* [Natural-language object grounding data]:
____
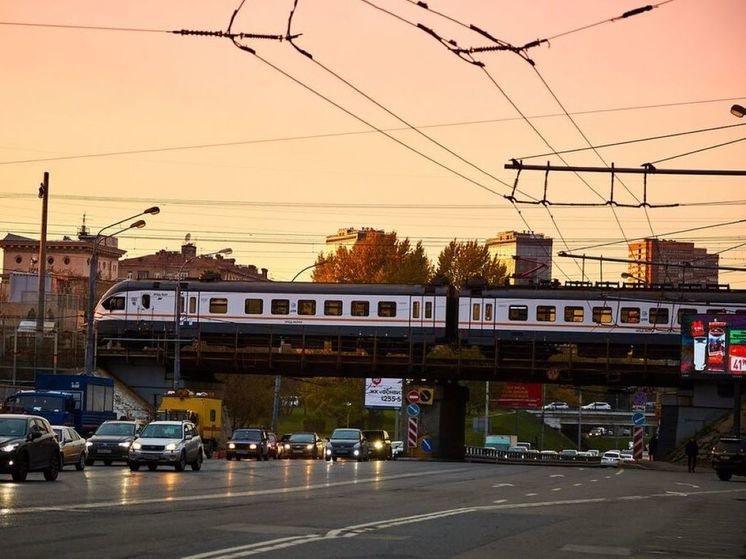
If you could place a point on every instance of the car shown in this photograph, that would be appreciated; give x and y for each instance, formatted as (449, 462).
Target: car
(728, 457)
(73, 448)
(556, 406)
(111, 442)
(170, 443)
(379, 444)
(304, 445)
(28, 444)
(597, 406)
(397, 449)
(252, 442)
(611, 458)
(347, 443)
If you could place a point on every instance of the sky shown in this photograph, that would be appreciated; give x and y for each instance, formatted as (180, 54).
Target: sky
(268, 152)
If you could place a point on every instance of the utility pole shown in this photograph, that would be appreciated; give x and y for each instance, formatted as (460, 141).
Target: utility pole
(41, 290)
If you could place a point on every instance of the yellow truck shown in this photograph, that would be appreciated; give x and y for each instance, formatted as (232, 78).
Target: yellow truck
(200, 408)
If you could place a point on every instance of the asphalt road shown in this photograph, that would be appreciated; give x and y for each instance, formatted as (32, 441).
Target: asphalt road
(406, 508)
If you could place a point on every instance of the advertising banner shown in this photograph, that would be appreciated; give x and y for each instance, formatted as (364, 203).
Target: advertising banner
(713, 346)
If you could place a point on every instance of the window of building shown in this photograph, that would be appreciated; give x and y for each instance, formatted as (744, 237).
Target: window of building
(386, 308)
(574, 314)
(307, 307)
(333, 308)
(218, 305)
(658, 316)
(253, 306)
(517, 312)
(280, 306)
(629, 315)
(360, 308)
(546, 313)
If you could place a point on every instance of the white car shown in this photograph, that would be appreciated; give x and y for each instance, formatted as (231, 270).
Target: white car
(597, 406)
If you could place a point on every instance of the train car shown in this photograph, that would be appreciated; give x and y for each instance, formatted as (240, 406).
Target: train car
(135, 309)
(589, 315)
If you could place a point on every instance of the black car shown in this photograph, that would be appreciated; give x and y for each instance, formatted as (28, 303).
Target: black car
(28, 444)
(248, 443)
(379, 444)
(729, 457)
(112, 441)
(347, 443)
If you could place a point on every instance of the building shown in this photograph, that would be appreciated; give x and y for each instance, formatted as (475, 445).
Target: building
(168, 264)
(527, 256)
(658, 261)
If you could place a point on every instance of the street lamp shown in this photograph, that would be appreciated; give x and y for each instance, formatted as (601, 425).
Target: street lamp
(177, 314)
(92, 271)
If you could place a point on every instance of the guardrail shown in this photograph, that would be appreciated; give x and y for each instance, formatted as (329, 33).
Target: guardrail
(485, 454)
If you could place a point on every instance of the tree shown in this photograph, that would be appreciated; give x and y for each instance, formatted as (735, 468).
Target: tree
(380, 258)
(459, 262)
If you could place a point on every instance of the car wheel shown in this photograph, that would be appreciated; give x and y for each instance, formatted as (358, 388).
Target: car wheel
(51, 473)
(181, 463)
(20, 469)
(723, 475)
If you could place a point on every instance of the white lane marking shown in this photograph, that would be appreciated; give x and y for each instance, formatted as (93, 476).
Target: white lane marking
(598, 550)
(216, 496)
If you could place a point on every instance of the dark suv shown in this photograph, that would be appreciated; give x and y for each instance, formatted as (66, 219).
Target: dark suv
____
* [Task to carry out]:
Please transcribe all of the entries exactly and omit any picture they hold.

* [Task response]:
If you could place a point on every instance of the car shown in this photograph, that would be appreciated; give x and y for each instance, formatted as (449, 462).
Target: car
(728, 457)
(73, 448)
(556, 406)
(111, 442)
(170, 443)
(379, 444)
(304, 445)
(28, 444)
(597, 406)
(397, 449)
(252, 442)
(611, 458)
(347, 443)
If you could place a point on every instance of the sky shown in this photograph, that would be appreciated; give x and y for each instance, formatted as (180, 54).
Target: sky
(268, 152)
If you could place a point on every instance of the utility pole shown in this photograph, that would be appreciated; give x and y for each instance, formatted as (460, 141).
Target: utility pole
(41, 290)
If you could place a point on every instance of the yellow truck shown in this photograph, that would be appreciated; give x and y for each instance, formatted as (232, 78).
Target: yellow truck
(200, 408)
If you could place a point on every instance of the asphalt road shown in this photograph, that would be appreciated; give x and y for each instance, formatted as (32, 441).
Target: asphalt road
(406, 508)
If you could place a point on every instance of the advertising banner shown in this photograph, that would be appreciated; give x and y for each instance, formatted as (364, 203).
Target: advertising banner
(713, 346)
If you could place a point on every instance of the window of building shown in this photograph, that would be appreciated; give x and y for each instance, formatted as (744, 237).
Target: window of building
(386, 308)
(574, 314)
(307, 307)
(333, 308)
(218, 305)
(658, 316)
(253, 306)
(517, 312)
(280, 306)
(629, 315)
(360, 308)
(546, 313)
If you could place a point on every instance of the white car shown in this photograph, that would be appreciated; give x and y for each instance, formatted as (231, 270).
Target: white car
(597, 406)
If you could place a point on every instance of the train car shown in this photograph, that would be appreciated; give x and y for each instance, formatted as (240, 406).
Target: train car
(135, 309)
(589, 315)
If you could place a point on every instance of the black car shown in this photograph, that would be appreciated; give x and y for each instance, formatted as (28, 303).
Target: black car
(28, 444)
(248, 443)
(379, 444)
(729, 457)
(112, 441)
(347, 443)
If you could place a point on every instance of the building shown in this photograph, that would be appreciated; give x and y for each instance, formatted as (475, 445).
Target: building
(168, 264)
(527, 256)
(658, 261)
If you could place a point on every instance of the street lamp shown in this photograph, that would be appreciated; give x and y for each instance, formatted as (601, 425).
Target: street lamp
(177, 314)
(92, 271)
If you could place a point on every instance of the guardrail shown in this photograph, that would be appreciated; give x and y for each instance, formatted as (329, 33).
Target: guardrail
(485, 454)
If you could place a point on every instance of the tree shown in this photograph, that would be appreciated; give x and y for each instance, formatted as (735, 468).
Target: tree
(380, 258)
(459, 262)
If you could place a point on every instance of the car wheel shown in this photograph, that would be appreciated; give x and y for each instance, formatted as (358, 388).
Target: car wheel
(51, 473)
(181, 463)
(20, 469)
(723, 475)
If you could place a point on every instance of the white lane marking shown in this photograph, that would be appreciated; give x and y for each instance, formatted as (93, 476).
Target: white lane marking
(598, 550)
(216, 496)
If you could place a point on every instance of the dark suv shown in this photograph, that would be appreciated; give x and y for each instance, formatted as (66, 219).
Target: dark suv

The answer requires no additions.